Exercise prompt ::
All of the entries are to be restated word for word.

Point localization data:

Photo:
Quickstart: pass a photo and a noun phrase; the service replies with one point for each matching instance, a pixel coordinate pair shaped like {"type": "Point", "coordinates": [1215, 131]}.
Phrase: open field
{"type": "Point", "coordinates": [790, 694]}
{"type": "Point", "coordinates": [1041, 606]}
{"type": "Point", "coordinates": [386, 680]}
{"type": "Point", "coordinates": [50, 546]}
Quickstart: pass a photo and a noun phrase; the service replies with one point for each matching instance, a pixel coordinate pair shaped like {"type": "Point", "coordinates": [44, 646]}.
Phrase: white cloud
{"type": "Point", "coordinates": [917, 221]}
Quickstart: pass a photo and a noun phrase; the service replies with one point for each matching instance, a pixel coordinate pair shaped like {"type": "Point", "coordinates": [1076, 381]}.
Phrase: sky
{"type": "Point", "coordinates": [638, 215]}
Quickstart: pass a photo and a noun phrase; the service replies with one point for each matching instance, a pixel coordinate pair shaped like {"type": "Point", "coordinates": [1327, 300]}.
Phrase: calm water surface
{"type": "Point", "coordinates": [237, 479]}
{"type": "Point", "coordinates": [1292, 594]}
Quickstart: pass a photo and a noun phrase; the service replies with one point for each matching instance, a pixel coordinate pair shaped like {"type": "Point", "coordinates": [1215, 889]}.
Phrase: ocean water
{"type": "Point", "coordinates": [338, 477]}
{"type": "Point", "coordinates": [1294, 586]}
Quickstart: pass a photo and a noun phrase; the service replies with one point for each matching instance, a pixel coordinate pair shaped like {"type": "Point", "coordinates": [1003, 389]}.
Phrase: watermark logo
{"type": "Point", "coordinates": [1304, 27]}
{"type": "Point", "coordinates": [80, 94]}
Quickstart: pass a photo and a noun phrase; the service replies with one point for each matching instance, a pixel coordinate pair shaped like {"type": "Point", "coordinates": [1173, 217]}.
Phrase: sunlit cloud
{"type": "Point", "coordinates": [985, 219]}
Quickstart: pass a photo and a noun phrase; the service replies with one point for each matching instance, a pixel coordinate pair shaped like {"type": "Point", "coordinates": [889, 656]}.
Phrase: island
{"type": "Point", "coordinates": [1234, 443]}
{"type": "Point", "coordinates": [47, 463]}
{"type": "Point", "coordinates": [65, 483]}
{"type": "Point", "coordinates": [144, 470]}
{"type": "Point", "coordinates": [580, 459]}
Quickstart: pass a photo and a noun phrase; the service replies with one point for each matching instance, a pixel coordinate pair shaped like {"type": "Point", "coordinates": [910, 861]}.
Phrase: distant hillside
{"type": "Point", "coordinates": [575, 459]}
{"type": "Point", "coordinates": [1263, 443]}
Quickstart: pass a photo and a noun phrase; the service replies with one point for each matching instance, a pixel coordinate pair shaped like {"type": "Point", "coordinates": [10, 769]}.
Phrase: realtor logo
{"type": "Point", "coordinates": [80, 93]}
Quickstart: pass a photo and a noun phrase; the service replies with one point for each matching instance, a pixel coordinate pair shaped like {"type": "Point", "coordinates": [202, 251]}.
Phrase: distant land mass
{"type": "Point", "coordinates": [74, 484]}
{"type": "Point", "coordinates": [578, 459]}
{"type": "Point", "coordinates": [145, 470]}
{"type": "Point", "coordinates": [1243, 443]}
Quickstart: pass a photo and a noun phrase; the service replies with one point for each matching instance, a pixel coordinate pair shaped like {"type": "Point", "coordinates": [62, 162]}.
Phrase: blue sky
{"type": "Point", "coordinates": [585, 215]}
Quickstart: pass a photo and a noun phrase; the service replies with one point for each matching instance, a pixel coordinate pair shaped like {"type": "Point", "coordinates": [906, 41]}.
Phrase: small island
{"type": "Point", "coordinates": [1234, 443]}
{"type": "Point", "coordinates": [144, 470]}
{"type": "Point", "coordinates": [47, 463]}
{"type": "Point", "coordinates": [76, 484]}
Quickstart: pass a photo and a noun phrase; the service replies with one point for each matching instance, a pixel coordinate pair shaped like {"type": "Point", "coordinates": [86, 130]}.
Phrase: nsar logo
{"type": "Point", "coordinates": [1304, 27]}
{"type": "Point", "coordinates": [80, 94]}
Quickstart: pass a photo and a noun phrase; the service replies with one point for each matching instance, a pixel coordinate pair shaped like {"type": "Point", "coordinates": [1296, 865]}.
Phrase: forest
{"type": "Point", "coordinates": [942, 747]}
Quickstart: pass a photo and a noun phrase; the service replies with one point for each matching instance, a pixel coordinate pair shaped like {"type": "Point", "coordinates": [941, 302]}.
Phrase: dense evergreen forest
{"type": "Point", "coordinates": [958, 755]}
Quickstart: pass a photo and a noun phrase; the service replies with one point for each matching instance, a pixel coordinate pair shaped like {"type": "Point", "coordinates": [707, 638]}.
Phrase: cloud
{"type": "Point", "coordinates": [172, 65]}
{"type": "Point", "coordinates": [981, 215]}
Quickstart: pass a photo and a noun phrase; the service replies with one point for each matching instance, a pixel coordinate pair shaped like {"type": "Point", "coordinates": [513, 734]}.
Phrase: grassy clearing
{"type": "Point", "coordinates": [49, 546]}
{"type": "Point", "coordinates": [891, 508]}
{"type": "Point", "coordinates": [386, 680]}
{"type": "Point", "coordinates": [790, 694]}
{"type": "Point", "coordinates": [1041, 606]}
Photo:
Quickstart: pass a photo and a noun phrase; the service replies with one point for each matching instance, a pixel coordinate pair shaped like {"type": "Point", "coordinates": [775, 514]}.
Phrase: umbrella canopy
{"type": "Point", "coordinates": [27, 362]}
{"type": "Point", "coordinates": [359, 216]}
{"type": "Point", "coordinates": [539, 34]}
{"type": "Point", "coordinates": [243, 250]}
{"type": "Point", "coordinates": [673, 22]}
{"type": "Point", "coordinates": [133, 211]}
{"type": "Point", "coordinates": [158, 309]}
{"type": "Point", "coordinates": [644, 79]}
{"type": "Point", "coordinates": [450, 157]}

Exercise response ::
Photo:
Quickstart: pass a photo and a noun phrase; the service replies with one point for each matching instance, a pixel coordinate pair shaped like {"type": "Point", "coordinates": [1215, 131]}.
Phrase: open field
{"type": "Point", "coordinates": [790, 694]}
{"type": "Point", "coordinates": [1041, 606]}
{"type": "Point", "coordinates": [386, 680]}
{"type": "Point", "coordinates": [50, 546]}
Quickstart: pass a photo and a noun phrase; the service replies with one point for each matching instance, a pixel coordinate pair shaped like {"type": "Point", "coordinates": [44, 646]}.
Phrase: white cloud
{"type": "Point", "coordinates": [917, 221]}
Quickstart: pass a photo and a noun phrase; the service replies with one point for each matching instance, a pixel coordinate pair shaped like {"type": "Point", "coordinates": [1076, 381]}.
Phrase: sky
{"type": "Point", "coordinates": [638, 215]}
Quickstart: pass a photo and a noun phrase; the service replies with one point for each matching instance, a pixel coordinate pair shaped like {"type": "Point", "coordinates": [1327, 300]}.
Phrase: calm water surface
{"type": "Point", "coordinates": [237, 479]}
{"type": "Point", "coordinates": [1292, 594]}
Quickstart: pass a photo and a noun phrase; the service replies with one point for each matching instance, a pixel coordinate pair shaped like {"type": "Point", "coordinates": [1215, 889]}.
Phrase: ocean water
{"type": "Point", "coordinates": [338, 477]}
{"type": "Point", "coordinates": [1294, 586]}
Quickstart: pass a photo and a noun phrase; the service replies with one point for each matching instance, a pixel coordinate pair shaped like {"type": "Point", "coordinates": [1003, 389]}.
Phrase: watermark logo
{"type": "Point", "coordinates": [1304, 27]}
{"type": "Point", "coordinates": [80, 94]}
Quickstart: pass a photo and a noun phrase; the service replies with one point for each matching instance, a pixel coordinate pair shaped like {"type": "Point", "coordinates": [1173, 217]}.
Phrase: sunlit cloud
{"type": "Point", "coordinates": [985, 219]}
Quickstart: pass a photo and a noun phrase; the service replies with one point for each matching instance, a pixel coordinate pair shaped like {"type": "Point", "coordinates": [889, 656]}.
Phrase: island
{"type": "Point", "coordinates": [1234, 443]}
{"type": "Point", "coordinates": [47, 463]}
{"type": "Point", "coordinates": [65, 483]}
{"type": "Point", "coordinates": [144, 470]}
{"type": "Point", "coordinates": [580, 459]}
Quickstart: pass a photo and a noun phrase; the service replies with one point for each matching instance, a pixel coordinate pair shaped like {"type": "Point", "coordinates": [910, 861]}.
Phrase: distant hillside
{"type": "Point", "coordinates": [575, 459]}
{"type": "Point", "coordinates": [1263, 443]}
Quickstart: pass a photo and a noun phrase; the service replies with one point for each matching instance, a pixel coordinate pair shaped like {"type": "Point", "coordinates": [10, 769]}.
Phrase: realtor logo
{"type": "Point", "coordinates": [80, 93]}
Quickstart: pass a photo and a noun phrase; the service replies with one point for each matching instance, a pixel coordinate pair shaped like {"type": "Point", "coordinates": [202, 251]}.
Phrase: distant land mass
{"type": "Point", "coordinates": [74, 484]}
{"type": "Point", "coordinates": [578, 459]}
{"type": "Point", "coordinates": [145, 470]}
{"type": "Point", "coordinates": [1243, 443]}
Quickstart: pass a photo and a noun phrase; the service replies with one point for each matching instance, a pixel coordinate pair shaped like {"type": "Point", "coordinates": [62, 162]}.
Phrase: blue sky
{"type": "Point", "coordinates": [585, 215]}
Quickstart: pass a photo and a noun phrase; the service replies with one point for each matching instance, a pixel coordinate pair shaped like {"type": "Point", "coordinates": [906, 41]}.
Phrase: small island
{"type": "Point", "coordinates": [1234, 443]}
{"type": "Point", "coordinates": [144, 470]}
{"type": "Point", "coordinates": [47, 463]}
{"type": "Point", "coordinates": [76, 484]}
Quickstart: pass a photo and a noun phrase; the service replies with one point for each matching instance, a pixel coordinate pair shaped like {"type": "Point", "coordinates": [86, 130]}.
Phrase: nsar logo
{"type": "Point", "coordinates": [1304, 27]}
{"type": "Point", "coordinates": [80, 94]}
Quickstart: pass a photo and a noun phrase; the service replies with one point for each matching instance, a pixel coordinate pair shaped like {"type": "Point", "coordinates": [1296, 865]}.
Phrase: forest
{"type": "Point", "coordinates": [942, 747]}
Quickstart: pass a photo and a noun phrase; the service replies with one point for each matching instance, a pixel coordinate pair shaped like {"type": "Point", "coordinates": [941, 302]}.
Phrase: dense evergreen forest
{"type": "Point", "coordinates": [958, 755]}
Quickstart: pass a photo and a noun phrase; the service replies with one point for each matching instance, a pixel coordinate pair shaped like {"type": "Point", "coordinates": [707, 638]}.
Phrase: cloud
{"type": "Point", "coordinates": [172, 65]}
{"type": "Point", "coordinates": [981, 215]}
Quickstart: pass a photo and a noun phrase; the service replies with one point for each matching instance, a pixel coordinate pair shaped like {"type": "Point", "coordinates": [513, 734]}.
Phrase: grassy clearing
{"type": "Point", "coordinates": [49, 546]}
{"type": "Point", "coordinates": [891, 508]}
{"type": "Point", "coordinates": [386, 680]}
{"type": "Point", "coordinates": [790, 694]}
{"type": "Point", "coordinates": [1041, 606]}
Photo:
Quickstart: pass a photo and a noun phrase; the service replies with one point for each matching instance, a pixel coordinate pair shaped like {"type": "Point", "coordinates": [775, 514]}.
Phrase: umbrella canopy
{"type": "Point", "coordinates": [27, 362]}
{"type": "Point", "coordinates": [359, 216]}
{"type": "Point", "coordinates": [539, 34]}
{"type": "Point", "coordinates": [243, 250]}
{"type": "Point", "coordinates": [673, 22]}
{"type": "Point", "coordinates": [133, 211]}
{"type": "Point", "coordinates": [158, 309]}
{"type": "Point", "coordinates": [644, 79]}
{"type": "Point", "coordinates": [450, 157]}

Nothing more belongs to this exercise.